> [Problems to solve]
1. Answer these from the text on positional grammars, one line each:
(a) What does the bottom-up learning algorithm exploit to prune the hypothesis space?
(b) Into which two kinds does ambiguity split in graph parsing?
(c) For unambiguous extraction grammars, after what preprocessing, and with what delay per output, can all extracted assignments be enumerated?
2. In one to three sentences, explain why, according to the text on positional grammars, these grammars can bridge expressive gaps left by classical regular and context-free grammars alone.
3. Extend the text on positional grammars by continuing it from its final sentence.
Provided text Start Marker
This framework generalizes Strictly $k$-Local (SL$_k$) and Strictly $k$-Piecewise (SP$_k$) languages by supporting multiple, cross-cutting properties at each position (e.g., both letter class and capitalization), and defines classes of regular languages via finite forbidden sets in the factor poset (Chandlee et al., 2019).

A bottom-up algorithm for learning such grammars from positive data exploits the partial order of the factor lattice to prune the hypothesis space, ensuring efficient inference provided the data is sparse relative to the space of possible factors.

5. Expressiveness, Evaluation, and Ambiguity

Extraction positional grammars (context-free with span variables) strictly extend regular spanner languages: all regular spanners are captured by right-linear grammars (productions of the form $A\to\sigma B$ or $A\to\sigma$, $\sigma\in\Sigma\cup\Gamma_X$), but context-free positional grammars can express nested, balanced, and equal-length spans that are unattainable with regular spanners. The class of context-free spanners is incomparable with "core spanner" classes based on regular patterns plus string equality.

In graph parsing, ambiguity bifurcates into generation ambiguity (distinct derivations yield isomorphic outputs) and recognition ambiguity (multiple parses of the same input structure). The adoption of permutations and positional anchoring in PGs enables the elimination of recognition ambiguity—at the cost of grammar size expansion—while generation ambiguity, inherent to the base formalism, persists (Costagliola et al., 7 Jan 2026).

For extraction grammars, parsing can be carried out in polynomial time in document length (degree polynomial in the number of variables), and for unambiguous grammars, all extracted assignments can be enumerated after quintic preprocessing with constant delay per output (Peterfreund, 2020). For positional string grammars as forbidden-factor systems, language membership remains regular and efficiently testable; the complexity of learning forbidden sets depends on the size and density of the factor space.

6. Applications and Theoretical Significance

Positional grammars find applications across information extraction (typed spans in documents), parsing of structured and semi-structured data (source code, XML/JSON with nested tags), hypergraph and semantic graph parsing, phonological/biological string patterning, and formal study of neural representations in artificial and biological networks. Their ability to encode structural properties that are surface-local, precedence-based, or hierarchically nested allows them to bridge expressive gaps left by classical regular grammars and context-free grammars alone.
Provided text End Marker
Record excerpts Start Marker
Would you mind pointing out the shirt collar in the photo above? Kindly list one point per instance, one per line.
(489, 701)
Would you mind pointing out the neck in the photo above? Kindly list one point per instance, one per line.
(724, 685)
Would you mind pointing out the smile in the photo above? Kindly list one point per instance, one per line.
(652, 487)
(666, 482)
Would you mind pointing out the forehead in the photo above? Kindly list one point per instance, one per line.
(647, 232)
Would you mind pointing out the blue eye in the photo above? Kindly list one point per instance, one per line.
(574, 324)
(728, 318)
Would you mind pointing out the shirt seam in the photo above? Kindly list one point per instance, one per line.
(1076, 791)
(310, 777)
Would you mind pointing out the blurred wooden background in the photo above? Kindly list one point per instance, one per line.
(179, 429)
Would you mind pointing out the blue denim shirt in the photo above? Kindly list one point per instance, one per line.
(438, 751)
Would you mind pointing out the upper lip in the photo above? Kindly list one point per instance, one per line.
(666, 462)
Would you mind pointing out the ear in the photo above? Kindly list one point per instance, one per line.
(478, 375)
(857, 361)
Record excerpts End Marker
> [Outputs by task]
1.
(a) The partial order of the factor lattice.
(b) Generation ambiguity and recognition ambiguity.
(c) After quintic preprocessing, with constant delay per output.

2. Positional grammars can encode structural properties that are surface-local, precedence-based, or hierarchically nested. The text says this ability is what lets them bridge the gaps left by classical regular grammars and context-free grammars alone.

3.
Experimental evidence from LLMs demonstrates that positional (linear) rules are neurally dissociable from hierarchical rules, suggesting that both kinds of structural processing can coexist and be learned from data, with distinct causal mechanisms (Sankaranarayanan et al., 15 Jan 2025). The subregular, forbidden-factor perspective further provides a learnable and generalizable formalism for diverse feature-rich symbolic domains (Chandlee et al., 2019).

7. Summary Table: Main Positional Grammar Formalisms

Formalism	Positional Mechanism	Expressive Power/Class
Extraction grammars (Peterfreund, 2020)	Span-variable operations (#<x, #>x)	Context-free spanners; strictly extends regular spanners
Context-free positional grammars (Costagliola et al., 7 Jan 2026)	Binary connectors in hypergraph/graph parsing	Context-free, enables LR parsing over graphs/hypergraphs
Regular/linear grammars in LLMs (Sankaranarayanan et al., 15 Jan 2025)	Surface-position constraints on token order	Regular languages; non-hierarchical surface constraints
Partially ordered subregular grammars (Chandlee et al., 2019)	Forbidden factors in enriched string models	Subregular classes: SL$_k$, SP$_k$; regular languages with cross-cutting features

These approaches collectively define the current theoretical and practical landscape of positional grammars as deployed in formal language theory, natural language processing, and computational learning.